▼

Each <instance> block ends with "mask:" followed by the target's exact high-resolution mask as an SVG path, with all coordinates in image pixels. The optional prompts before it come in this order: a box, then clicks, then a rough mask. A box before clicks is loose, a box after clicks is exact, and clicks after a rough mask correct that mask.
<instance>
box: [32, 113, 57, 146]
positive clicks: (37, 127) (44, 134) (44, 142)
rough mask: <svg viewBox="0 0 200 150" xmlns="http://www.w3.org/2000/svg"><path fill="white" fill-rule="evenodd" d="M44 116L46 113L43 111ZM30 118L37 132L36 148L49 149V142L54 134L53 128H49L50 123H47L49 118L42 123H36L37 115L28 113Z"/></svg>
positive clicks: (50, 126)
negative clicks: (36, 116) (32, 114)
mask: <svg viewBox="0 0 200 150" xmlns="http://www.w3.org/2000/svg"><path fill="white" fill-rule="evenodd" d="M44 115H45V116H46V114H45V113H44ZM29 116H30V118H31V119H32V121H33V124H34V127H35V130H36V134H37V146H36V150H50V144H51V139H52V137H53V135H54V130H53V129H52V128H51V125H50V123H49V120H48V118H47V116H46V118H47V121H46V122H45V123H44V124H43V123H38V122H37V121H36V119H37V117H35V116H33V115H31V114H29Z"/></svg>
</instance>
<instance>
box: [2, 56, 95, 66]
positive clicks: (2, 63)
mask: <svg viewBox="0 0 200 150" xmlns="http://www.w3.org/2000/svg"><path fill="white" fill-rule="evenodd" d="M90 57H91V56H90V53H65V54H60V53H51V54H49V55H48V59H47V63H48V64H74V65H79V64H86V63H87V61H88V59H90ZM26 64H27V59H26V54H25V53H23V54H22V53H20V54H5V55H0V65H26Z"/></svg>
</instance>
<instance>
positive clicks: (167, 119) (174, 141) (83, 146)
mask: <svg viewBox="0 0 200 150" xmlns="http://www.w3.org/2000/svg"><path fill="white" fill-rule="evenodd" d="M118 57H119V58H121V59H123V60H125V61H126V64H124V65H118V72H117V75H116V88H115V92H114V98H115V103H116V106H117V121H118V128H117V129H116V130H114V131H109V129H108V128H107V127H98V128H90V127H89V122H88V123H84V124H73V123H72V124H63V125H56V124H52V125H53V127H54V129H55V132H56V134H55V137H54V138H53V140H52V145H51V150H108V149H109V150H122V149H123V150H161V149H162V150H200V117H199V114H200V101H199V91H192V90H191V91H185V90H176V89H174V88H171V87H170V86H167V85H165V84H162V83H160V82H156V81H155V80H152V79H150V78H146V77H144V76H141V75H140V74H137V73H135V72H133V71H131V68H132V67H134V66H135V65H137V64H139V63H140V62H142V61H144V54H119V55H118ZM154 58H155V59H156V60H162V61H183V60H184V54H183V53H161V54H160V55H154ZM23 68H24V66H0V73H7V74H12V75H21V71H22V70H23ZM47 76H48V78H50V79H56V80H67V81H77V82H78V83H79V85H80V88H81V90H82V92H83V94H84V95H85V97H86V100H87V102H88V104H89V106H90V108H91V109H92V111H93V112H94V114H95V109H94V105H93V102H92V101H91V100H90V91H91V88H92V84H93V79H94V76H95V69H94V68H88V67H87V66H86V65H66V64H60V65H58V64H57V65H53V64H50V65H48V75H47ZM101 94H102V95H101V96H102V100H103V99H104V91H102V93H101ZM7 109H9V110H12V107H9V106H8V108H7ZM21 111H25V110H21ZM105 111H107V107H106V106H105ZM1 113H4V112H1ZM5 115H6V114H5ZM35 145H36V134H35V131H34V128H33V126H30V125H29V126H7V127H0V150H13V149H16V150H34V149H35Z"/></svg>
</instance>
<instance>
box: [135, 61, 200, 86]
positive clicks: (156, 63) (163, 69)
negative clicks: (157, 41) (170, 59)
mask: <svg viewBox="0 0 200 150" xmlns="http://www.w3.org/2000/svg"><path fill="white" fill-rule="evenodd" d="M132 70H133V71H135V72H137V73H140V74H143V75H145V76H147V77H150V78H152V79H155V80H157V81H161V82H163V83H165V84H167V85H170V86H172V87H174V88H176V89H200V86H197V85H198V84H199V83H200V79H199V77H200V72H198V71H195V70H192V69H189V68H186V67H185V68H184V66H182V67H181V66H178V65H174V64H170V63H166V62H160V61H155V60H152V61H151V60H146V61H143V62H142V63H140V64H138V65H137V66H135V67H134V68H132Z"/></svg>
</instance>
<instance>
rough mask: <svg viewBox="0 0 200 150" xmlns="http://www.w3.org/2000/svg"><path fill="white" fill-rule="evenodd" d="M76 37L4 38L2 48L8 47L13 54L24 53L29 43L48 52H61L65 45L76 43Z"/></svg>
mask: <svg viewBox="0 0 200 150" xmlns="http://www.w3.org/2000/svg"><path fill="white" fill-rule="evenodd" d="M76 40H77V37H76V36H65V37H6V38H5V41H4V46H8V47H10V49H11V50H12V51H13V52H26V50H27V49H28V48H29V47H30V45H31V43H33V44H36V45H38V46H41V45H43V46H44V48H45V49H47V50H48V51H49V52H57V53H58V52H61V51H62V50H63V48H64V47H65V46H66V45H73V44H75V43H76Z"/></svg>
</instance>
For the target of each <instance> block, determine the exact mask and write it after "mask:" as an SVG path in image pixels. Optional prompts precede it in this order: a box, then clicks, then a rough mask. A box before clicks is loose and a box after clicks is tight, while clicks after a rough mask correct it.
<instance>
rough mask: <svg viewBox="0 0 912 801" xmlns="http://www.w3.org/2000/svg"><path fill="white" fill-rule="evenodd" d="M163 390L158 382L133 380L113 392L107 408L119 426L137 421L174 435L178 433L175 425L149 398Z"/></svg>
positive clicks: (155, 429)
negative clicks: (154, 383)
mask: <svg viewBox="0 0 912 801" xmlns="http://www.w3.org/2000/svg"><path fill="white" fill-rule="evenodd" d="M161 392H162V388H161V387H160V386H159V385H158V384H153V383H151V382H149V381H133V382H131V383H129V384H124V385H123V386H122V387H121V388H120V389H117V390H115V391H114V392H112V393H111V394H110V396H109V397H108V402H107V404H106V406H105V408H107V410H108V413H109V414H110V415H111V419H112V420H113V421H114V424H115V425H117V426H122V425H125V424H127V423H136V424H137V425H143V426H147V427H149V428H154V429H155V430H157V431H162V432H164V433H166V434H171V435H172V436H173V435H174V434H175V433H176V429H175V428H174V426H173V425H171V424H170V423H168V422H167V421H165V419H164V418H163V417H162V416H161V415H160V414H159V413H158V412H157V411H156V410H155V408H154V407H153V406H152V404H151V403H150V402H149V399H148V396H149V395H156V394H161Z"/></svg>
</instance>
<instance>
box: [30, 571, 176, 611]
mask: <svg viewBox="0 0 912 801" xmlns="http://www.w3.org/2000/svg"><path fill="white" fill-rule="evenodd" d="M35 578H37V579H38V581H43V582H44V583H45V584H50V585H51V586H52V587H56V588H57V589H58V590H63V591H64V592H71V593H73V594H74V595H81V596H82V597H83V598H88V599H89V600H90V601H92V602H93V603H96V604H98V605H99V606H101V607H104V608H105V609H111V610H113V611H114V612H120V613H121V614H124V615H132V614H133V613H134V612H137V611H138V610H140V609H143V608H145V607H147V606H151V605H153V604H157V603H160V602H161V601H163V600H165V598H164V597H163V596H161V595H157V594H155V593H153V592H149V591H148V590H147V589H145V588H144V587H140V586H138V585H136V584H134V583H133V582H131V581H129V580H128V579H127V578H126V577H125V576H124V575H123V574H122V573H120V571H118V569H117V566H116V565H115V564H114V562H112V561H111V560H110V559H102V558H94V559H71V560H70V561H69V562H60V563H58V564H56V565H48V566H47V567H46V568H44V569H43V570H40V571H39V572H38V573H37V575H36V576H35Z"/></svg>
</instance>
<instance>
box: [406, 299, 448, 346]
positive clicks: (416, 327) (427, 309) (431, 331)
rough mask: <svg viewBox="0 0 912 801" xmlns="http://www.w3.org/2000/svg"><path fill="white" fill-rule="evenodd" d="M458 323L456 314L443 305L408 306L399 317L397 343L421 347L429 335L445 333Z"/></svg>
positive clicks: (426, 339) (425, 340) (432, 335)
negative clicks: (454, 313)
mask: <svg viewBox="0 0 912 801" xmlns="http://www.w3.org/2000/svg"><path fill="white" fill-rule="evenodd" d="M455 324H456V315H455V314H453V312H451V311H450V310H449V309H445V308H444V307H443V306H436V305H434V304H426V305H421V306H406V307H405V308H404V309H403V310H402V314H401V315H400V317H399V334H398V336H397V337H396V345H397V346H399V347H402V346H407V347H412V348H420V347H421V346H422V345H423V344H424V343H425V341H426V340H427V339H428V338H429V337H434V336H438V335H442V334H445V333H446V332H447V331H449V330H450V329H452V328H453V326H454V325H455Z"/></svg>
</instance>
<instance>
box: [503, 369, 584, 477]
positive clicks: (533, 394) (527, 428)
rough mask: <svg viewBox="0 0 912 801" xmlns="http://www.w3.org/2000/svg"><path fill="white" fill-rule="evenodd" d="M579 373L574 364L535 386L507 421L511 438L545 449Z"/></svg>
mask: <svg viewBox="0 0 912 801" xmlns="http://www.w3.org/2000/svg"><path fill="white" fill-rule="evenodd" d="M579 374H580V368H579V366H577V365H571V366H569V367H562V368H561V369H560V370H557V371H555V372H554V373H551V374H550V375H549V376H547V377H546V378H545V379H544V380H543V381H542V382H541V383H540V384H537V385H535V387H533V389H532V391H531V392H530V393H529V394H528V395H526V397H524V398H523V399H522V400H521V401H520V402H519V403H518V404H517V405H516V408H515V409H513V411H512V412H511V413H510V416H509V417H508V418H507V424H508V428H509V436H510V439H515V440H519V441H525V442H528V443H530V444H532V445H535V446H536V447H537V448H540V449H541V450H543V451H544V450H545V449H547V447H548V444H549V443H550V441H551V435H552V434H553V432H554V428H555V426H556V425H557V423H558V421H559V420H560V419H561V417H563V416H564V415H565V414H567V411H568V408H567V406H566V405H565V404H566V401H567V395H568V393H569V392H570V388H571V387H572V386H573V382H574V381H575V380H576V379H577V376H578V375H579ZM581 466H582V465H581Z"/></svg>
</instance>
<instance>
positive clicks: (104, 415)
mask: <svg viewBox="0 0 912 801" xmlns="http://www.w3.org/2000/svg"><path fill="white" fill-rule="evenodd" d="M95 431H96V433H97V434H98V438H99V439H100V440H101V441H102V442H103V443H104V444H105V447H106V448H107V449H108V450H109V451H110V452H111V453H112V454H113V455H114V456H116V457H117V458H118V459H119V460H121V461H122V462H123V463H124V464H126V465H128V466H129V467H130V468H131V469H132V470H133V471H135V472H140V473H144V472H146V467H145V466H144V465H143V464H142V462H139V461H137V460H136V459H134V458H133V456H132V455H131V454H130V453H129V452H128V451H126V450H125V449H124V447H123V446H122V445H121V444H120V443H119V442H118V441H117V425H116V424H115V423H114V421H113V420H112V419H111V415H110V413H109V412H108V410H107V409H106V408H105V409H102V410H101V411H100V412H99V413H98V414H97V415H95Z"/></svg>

▲

#### Assigned task
Copy out the records word for word from their start through the line that contains "positive clicks: (50, 126)", including both ends.

#### Output of the exercise
Each <instance> block ends with "mask:" followed by the target's exact high-resolution mask as an SVG path, with all coordinates in image pixels. The optional prompts before it come in this order: a box, then clicks, then a rough mask. A box before clicks is loose, a box after clicks is exact, and clicks after a rough mask correct that mask.
<instance>
box: [32, 113, 57, 146]
positive clicks: (37, 127) (44, 134) (44, 142)
rough mask: <svg viewBox="0 0 200 150" xmlns="http://www.w3.org/2000/svg"><path fill="white" fill-rule="evenodd" d="M44 116L46 113L43 111ZM30 118L37 132L36 148L49 149V142L54 134L53 128H49L50 123H47L49 118L42 123H36L37 115L28 113Z"/></svg>
positive clicks: (50, 126)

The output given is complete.